» **Exercise aim**: Write the listing out again, exactly as it reads below.
- Opening Delimiter -
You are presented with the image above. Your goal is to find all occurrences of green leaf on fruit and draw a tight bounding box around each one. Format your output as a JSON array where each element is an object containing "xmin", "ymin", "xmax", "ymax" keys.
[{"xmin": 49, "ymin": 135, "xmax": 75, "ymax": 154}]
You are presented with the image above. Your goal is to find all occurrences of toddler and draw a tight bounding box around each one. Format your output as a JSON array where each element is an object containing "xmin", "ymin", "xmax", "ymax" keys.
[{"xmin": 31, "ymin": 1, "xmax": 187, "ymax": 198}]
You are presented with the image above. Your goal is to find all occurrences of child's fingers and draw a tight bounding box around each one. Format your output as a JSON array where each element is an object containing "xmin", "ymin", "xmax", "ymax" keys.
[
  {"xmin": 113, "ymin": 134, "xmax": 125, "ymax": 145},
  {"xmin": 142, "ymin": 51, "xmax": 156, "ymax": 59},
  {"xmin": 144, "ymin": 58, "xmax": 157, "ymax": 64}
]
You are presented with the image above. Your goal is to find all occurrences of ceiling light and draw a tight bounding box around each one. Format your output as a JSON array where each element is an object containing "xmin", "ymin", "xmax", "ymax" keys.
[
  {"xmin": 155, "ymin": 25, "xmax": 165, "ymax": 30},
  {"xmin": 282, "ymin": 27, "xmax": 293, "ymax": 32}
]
- Closing Delimiter -
» **Answer to this exercise**:
You are presented with the image above. Your goal is to find all occurrences of green leaf on fruit and draw a tight bounding box around each one. Format your output as a JSON array where each element is an object containing "xmin", "ymin", "xmax", "ymax" keys.
[{"xmin": 49, "ymin": 135, "xmax": 75, "ymax": 154}]
You are presented with the image above. Your goal is to find all occurrences of toddler and draw a tight bounding box around each one. Format your output as a JSON array where each element is an object containing "xmin", "ymin", "xmax", "ymax" keys.
[{"xmin": 31, "ymin": 1, "xmax": 187, "ymax": 198}]
You are presented with the image above. Your goal is to find all occurrences of child's fingers and draw a tight bounding box around each one. Format your output as a JSON array where each element is an object containing "xmin", "ymin", "xmax", "ymax" keys.
[
  {"xmin": 113, "ymin": 134, "xmax": 125, "ymax": 145},
  {"xmin": 142, "ymin": 51, "xmax": 156, "ymax": 59},
  {"xmin": 144, "ymin": 58, "xmax": 157, "ymax": 64}
]
You are presented with the image above. Your goal is to find all occurrences of ceiling light and draw a tight bounding box around each one. Format your output as a JSON array where each element is an object containing "xmin", "ymin", "xmax", "ymax" keys.
[
  {"xmin": 155, "ymin": 25, "xmax": 165, "ymax": 30},
  {"xmin": 282, "ymin": 27, "xmax": 293, "ymax": 32}
]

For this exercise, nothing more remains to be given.